Headlines News :
Home » » Petrus Bala Pattyona, Menjadi Sampel dan Kajian Akademis

Petrus Bala Pattyona, Menjadi Sampel dan Kajian Akademis

Written By ansel-boto.blogspot.com on Friday, January 13, 2012 | 9:54 PM

DUNIA kepengacaraan sudah lama ia geluti.  Ia termasuk salah satu pengacara papan atas negeri ini. Malang melintang di ibukota  hingga daerah-daerah di seluruh negeri ini.  Seringkali ke luar negeri.

Ia membela orang-orang kecil. Tukang becak, petani, pengusaha, para pejabat dan siapa pun termasuk membela Ratna Sari Dewi Soekarno, istri mendiang Soekarno karena kontroversi "foto-foto telanjang" dalam buku  Madam Shuga.

Dialah Petrus Bala Pattyona, anak kampung dari Kluang, Desa Belabaja, Kabupaten Lembata. Pikiran, pandangan dan pengalaman pengacara kondang ini  disampaikan  kepada wartawan Pos Kupang, Paul Burin, yang mewawancarainya di Jakarta, belum lama ini.     

Pengalaman Anda begitu banyak. Tetapi, yang menarik adalah pada tahun 1998, Anda  menjadi pengacara Ibu Dewi Soekarno. Bisa Anda ceritakan?
Kasus  Ibu Dewi Soekarno  itu muncul karena pertama dia sebagai tokoh. Dia adalah  istri Presiden RI, Soekarno. Ada pertentangan kebudayaan. Di Jepang, dalam kasus  foto-foto telanjang, itu hal biasa. Mereka tetap melihat dalam konteks art, seni. Tetapi, di Indonesia terjadi penolakan luar biasa.

Bagaimana awalnya Anda berkenalan sehingga menjadi pengacaranya?
Saya nggak  tahu. Saya juga tak pernah berkontak langsung dengannya. Hanya, suatu ketika ia menelepon saya dan menyampaikan bahwa dia adalah Dewi Soekarno (nama asli Ibu Dewi adalah Naoko Nemoto). Dia bilang  bahwa telah membaca berbagai berita di luar negeri tentang kiprah saya. Saat itu ia menyampaikan ingin berkonsultasi. Ketika itu kami menyepakati untuk bertemu di Singapura. Ia bahkan menanyakan apakah saya familiar dengan Singapura? Saya katakan ya, karena sudah sering ke sana. Ketika itu ia menyampaikan akan menginap di Hotel Mandarin Singapura. Saya pun berangkat ke Singapura dan di sana kami berdiskusi. Ia menceritakan duduk perkara kasus ini. Saat itu ia mengatakan, akan ke Indonesia untuk menjelaskan persoalan ini.

Entri data hasil ekstraksi:
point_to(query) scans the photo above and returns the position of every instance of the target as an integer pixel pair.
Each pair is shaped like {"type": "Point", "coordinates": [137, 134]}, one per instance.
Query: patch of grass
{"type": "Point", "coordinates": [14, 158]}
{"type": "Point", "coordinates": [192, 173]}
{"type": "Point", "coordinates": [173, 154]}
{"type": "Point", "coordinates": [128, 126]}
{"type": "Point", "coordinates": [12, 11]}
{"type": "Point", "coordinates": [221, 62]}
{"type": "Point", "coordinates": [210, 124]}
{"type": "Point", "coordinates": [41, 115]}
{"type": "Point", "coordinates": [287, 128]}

SOAL SINGKAT 1: Ubah seluruh catatan di atas menjadi CSV dua kolom bernama masukan dan keluaran, satu baris untuk setiap catatan. Tulis isi tiap kolom dalam satu field berkutip dan ganti setiap jeda baris dengan spasi.
SOAL SINGKAT 2: Teruskan wawancara dengan Petrus Bala Pattyona mulai setelah kalimat terakhirnya.
Wawancara dengan Petrus Bala Pattyona dan catatan di atas merupakan dua bahan yang terpisah.

KELUARAN YANG DIHARAPKAN 1:
masukan,keluaran
"point_to(query) scans the photo above and returns the position of every instance of the target as an integer pixel pair. Each pair is shaped like {""type"": ""Point"", ""coordinates"": [137, 134]}, one per instance. Query: patch of grass","{""type"": ""Point"", ""coordinates"": [14, 158]} {""type"": ""Point"", ""coordinates"": [192, 173]} {""type"": ""Point"", ""coordinates"": [173, 154]} {""type"": ""Point"", ""coordinates"": [128, 126]} {""type"": ""Point"", ""coordinates"": [12, 11]} {""type"": ""Point"", ""coordinates"": [221, 62]} {""type"": ""Point"", ""coordinates"": [210, 124]} {""type"": ""Point"", ""coordinates"": [41, 115]} {""type"": ""Point"", ""coordinates"": [287, 128]}"

KELUARAN YANG DIHARAPKAN 2:
Anda membela Ibu Dewi dalam konteks apa?
Begini ceritanya. Masalahnya seputar hak-hak kepemilikan foto-foto itu. Di Indonesia, salah seorang wartawan menuliskan tentang foto-foto syur itu tanpa mencantumkan kredit/hak cipta dari foto-foto itu. Seakan-akan wartawan Indonesia yang menjepret Ibu Dewi. Padahal, hak ciptanya adalah seorang fotografer asal Jepang yang kini berusia 70 tahun. Namanya, Mr Hideki Fuji. Ia kini tinggal di kaki Gunung Fuji. Memang, sebagian foto-foto itu dijepret di Indonesia antara lain di Bali. Inilah yang membuat fotografer Jepang itu marah. Lalu saling menggugat. Sebagai pengacara, saya ke Jepang. Saya menanyakan ke Departemen Kehakiman Jepang. Masalahnya menjadi jelas. Pemegang  hak  foto-foto adalah Mr Hideki Fuji.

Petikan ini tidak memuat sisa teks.